### EXERCISE PROMPT
Your task is to output the data exactly as it stands.

(Records from a dataset)
== == ==

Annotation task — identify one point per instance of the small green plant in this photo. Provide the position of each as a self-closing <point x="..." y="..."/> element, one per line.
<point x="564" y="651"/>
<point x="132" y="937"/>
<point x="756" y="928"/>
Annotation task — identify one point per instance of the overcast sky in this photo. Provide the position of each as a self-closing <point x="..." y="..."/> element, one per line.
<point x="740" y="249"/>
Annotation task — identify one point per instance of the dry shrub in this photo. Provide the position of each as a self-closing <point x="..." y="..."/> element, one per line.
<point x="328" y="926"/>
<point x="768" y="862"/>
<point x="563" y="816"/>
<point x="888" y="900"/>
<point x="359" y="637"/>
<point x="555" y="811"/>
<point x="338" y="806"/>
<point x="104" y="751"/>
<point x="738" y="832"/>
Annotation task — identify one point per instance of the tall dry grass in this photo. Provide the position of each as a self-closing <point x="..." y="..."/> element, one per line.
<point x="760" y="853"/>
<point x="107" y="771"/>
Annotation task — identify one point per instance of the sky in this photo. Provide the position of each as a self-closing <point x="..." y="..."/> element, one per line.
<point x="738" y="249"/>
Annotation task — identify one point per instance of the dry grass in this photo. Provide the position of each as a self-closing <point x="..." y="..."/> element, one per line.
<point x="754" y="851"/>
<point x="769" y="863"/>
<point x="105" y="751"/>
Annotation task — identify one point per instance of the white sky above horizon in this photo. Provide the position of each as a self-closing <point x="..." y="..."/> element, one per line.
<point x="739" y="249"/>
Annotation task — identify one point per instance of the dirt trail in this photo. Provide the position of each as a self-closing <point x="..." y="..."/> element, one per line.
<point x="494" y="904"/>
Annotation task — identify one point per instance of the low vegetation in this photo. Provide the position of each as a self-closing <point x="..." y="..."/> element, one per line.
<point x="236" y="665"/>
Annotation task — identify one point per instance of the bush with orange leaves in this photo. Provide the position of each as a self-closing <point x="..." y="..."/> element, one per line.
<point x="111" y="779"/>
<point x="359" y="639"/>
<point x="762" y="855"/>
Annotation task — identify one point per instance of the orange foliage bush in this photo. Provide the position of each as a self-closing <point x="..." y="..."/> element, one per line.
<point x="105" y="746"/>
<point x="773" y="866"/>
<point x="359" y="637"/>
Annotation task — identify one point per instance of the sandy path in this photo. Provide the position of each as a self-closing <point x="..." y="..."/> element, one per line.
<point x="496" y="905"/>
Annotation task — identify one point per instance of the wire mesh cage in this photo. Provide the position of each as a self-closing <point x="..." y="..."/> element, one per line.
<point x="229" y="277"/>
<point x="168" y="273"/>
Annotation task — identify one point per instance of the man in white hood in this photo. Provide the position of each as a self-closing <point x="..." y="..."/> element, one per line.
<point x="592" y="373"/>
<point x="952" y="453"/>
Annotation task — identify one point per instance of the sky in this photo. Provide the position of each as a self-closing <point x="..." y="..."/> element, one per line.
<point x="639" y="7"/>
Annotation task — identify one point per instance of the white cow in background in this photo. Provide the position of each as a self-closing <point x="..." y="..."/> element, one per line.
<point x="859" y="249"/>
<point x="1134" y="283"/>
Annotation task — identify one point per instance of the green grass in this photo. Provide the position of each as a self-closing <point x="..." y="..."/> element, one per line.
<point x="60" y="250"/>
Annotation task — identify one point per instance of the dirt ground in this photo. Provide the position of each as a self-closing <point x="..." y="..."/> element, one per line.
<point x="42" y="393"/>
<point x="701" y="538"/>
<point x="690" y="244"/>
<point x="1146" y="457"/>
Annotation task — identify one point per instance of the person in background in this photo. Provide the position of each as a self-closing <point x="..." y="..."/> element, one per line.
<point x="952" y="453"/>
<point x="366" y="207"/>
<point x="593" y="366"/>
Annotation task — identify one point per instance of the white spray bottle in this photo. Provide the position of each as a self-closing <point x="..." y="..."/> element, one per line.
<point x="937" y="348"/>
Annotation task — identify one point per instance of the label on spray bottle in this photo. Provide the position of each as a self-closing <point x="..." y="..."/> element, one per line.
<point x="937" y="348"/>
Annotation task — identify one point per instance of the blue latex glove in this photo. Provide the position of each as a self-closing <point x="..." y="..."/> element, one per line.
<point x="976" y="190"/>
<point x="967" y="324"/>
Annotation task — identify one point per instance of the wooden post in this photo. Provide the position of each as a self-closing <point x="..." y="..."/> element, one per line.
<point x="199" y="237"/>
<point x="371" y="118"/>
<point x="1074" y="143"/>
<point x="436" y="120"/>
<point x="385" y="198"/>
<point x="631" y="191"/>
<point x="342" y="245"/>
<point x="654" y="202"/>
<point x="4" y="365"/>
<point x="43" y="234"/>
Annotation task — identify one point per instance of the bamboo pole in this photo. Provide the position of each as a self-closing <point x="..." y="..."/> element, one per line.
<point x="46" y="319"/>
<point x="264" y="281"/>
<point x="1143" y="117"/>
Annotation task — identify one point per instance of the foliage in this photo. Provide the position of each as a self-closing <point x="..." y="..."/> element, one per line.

== == ==

### RESULT FOR THIS EXERCISE
Annotation task — identify one point per instance of the small green plant in this photo. Provide the position of each as a self-closing <point x="..." y="..."/> element, one per line.
<point x="564" y="651"/>
<point x="132" y="937"/>
<point x="756" y="928"/>
Annotation task — identify one point per instance of the overcast sky in this photo. Provide the position of each as a self-closing <point x="..." y="..."/> element, one per line.
<point x="740" y="249"/>
Annotation task — identify one point per instance of the dry shrub in this photo. Provide the position of each as a self-closing <point x="..." y="..."/> element, one per line.
<point x="328" y="926"/>
<point x="768" y="862"/>
<point x="563" y="816"/>
<point x="888" y="900"/>
<point x="359" y="637"/>
<point x="555" y="811"/>
<point x="338" y="806"/>
<point x="104" y="751"/>
<point x="738" y="832"/>
Annotation task — identify one point per instance of the tall dry grass in this photo. Provide the position of each as a self-closing <point x="..." y="..."/> element, one per line.
<point x="760" y="853"/>
<point x="107" y="771"/>
Annotation task — identify one point per instance of the sky in this photo. Provide the position of each as a self-closing <point x="..." y="..."/> element, one per line.
<point x="738" y="249"/>
Annotation task — identify one point per instance of the dry grass in this photo. Provide the position of each as a self-closing <point x="..." y="..."/> element, one per line.
<point x="754" y="851"/>
<point x="769" y="863"/>
<point x="105" y="751"/>
Annotation task — identify one point per instance of the white sky above horizon in this photo. Provide the position of each as a self-closing <point x="..." y="..."/> element, one per line.
<point x="739" y="249"/>
Annotation task — identify one point per instance of the dirt trail in this photo. Provide the position of each as a self-closing <point x="..." y="..."/> element, one per line.
<point x="494" y="904"/>
Annotation task — identify one point per instance of the low vegetation in this photo. Provide the position of each as a self-closing <point x="..." y="..."/> element, one per line.
<point x="236" y="665"/>
Annotation task — identify one point per instance of the bush with orange leaves in this photo. Provide the position of each as a self-closing <point x="..." y="..."/> element, one per line.
<point x="111" y="779"/>
<point x="359" y="639"/>
<point x="762" y="855"/>
Annotation task — identify one point per instance of the orange foliage bush in this photo. Provide the position of each as a self-closing <point x="..." y="..."/> element, one per line.
<point x="105" y="746"/>
<point x="773" y="866"/>
<point x="359" y="637"/>
Annotation task — identify one point per instance of the sandy path in this photo. Provide the position of each as a self-closing <point x="..." y="..."/> element, one per line.
<point x="496" y="905"/>
Annotation task — identify one point per instance of the wire mesh cage in this photo. Provide the position of each as a self-closing <point x="..." y="..."/> element, one per line.
<point x="229" y="277"/>
<point x="168" y="273"/>
Annotation task — identify one point per instance of the man in white hood in this photo. Provide the position of each as a self-closing <point x="..." y="..."/> element, one per line.
<point x="592" y="373"/>
<point x="952" y="453"/>
Annotation task — identify one point per instance of the sky in this photo. Provide the position of each as a self-closing <point x="..." y="..."/> element, one per line.
<point x="639" y="7"/>
Annotation task — identify one point per instance of the white cow in background in this photo. Provide the position of each as a self-closing <point x="..." y="..."/> element, one per line.
<point x="859" y="249"/>
<point x="1134" y="283"/>
Annotation task — identify one point per instance of the green grass in this photo. Provide the position of each as a self-closing <point x="..." y="..."/> element, one per line.
<point x="60" y="250"/>
Annotation task — identify one point per instance of the dirt ground in this photo. Provide the position of each as a self-closing <point x="..." y="..."/> element, one per line.
<point x="42" y="393"/>
<point x="701" y="538"/>
<point x="690" y="244"/>
<point x="1146" y="457"/>
Annotation task — identify one point per instance of the person in background in this photo. Provide the position of each as a self-closing <point x="..." y="..."/> element, one per line.
<point x="952" y="453"/>
<point x="366" y="207"/>
<point x="593" y="366"/>
Annotation task — identify one point per instance of the white spray bottle in this photo. Provide the position of each as a self-closing <point x="..." y="..."/> element, one per line.
<point x="937" y="348"/>
Annotation task — identify one point per instance of the label on spray bottle in this photo. Provide the position of each as a self-closing <point x="..." y="..."/> element, one per line.
<point x="937" y="348"/>
Annotation task — identify one point per instance of the blue latex glove in this photo. Provide the position of each as a self-closing <point x="..." y="..."/> element, one per line.
<point x="976" y="190"/>
<point x="967" y="324"/>
Annotation task — identify one point per instance of the wooden post in this photo. Provide the position of each as a self-closing <point x="..." y="..."/> element, one per line.
<point x="199" y="237"/>
<point x="371" y="118"/>
<point x="1074" y="143"/>
<point x="436" y="120"/>
<point x="385" y="198"/>
<point x="631" y="191"/>
<point x="342" y="245"/>
<point x="654" y="202"/>
<point x="4" y="365"/>
<point x="43" y="234"/>
Annotation task — identify one point per instance of the bamboo pole in this photo. Provide the position of each as a self-closing <point x="..." y="..."/> element, one per line.
<point x="46" y="319"/>
<point x="264" y="281"/>
<point x="1143" y="117"/>
Annotation task — identify one point per instance of the foliage in this photo. Provide the position of each as a self-closing <point x="..." y="..."/> element, one per line.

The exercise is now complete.